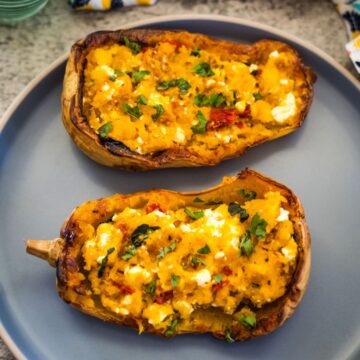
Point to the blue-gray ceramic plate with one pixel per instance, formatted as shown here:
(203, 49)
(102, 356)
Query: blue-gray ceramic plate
(43, 176)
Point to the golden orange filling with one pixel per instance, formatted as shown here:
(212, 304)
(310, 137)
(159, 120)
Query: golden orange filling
(171, 94)
(164, 266)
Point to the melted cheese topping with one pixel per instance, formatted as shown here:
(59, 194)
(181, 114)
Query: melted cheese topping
(184, 264)
(259, 96)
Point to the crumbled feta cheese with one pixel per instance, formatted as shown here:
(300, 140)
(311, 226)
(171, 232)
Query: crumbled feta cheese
(219, 255)
(286, 108)
(253, 67)
(274, 54)
(202, 277)
(284, 215)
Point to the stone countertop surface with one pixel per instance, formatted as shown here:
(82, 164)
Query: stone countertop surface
(30, 46)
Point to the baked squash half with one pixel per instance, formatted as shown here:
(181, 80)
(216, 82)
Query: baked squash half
(232, 260)
(148, 99)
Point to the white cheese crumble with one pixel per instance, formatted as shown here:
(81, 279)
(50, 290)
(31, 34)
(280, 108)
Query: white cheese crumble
(284, 215)
(274, 54)
(202, 277)
(219, 255)
(286, 108)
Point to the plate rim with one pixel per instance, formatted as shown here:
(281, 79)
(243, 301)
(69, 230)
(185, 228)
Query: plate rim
(4, 334)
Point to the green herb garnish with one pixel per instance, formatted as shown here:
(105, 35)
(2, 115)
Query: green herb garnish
(203, 69)
(228, 337)
(105, 129)
(171, 328)
(164, 251)
(196, 261)
(246, 245)
(248, 195)
(204, 250)
(130, 252)
(181, 83)
(141, 233)
(138, 75)
(194, 214)
(132, 45)
(195, 52)
(133, 111)
(248, 321)
(257, 96)
(174, 280)
(150, 290)
(142, 100)
(159, 111)
(105, 261)
(258, 227)
(200, 127)
(115, 74)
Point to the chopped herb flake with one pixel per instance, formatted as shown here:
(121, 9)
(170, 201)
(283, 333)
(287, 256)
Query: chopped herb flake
(132, 45)
(248, 321)
(203, 69)
(105, 261)
(194, 214)
(174, 280)
(104, 130)
(204, 250)
(159, 111)
(133, 111)
(200, 127)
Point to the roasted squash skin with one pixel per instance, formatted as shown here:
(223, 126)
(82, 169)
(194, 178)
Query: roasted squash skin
(76, 289)
(114, 152)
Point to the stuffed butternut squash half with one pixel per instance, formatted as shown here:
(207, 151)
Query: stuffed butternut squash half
(147, 99)
(232, 260)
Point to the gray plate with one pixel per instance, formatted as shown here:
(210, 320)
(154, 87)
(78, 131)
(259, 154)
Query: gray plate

● ● ● ● ●

[Problem statement] After locating the line containing "Query: stuffed butternut squash half", write out that line and all remaining lines of the records exactly, with nothing added.

[Solved problem]
Query: stuffed butternut squash half
(147, 99)
(232, 260)
Point to the gray plate with one pixel per instance, formatted as shown here:
(210, 320)
(154, 87)
(78, 131)
(259, 154)
Query: gray plate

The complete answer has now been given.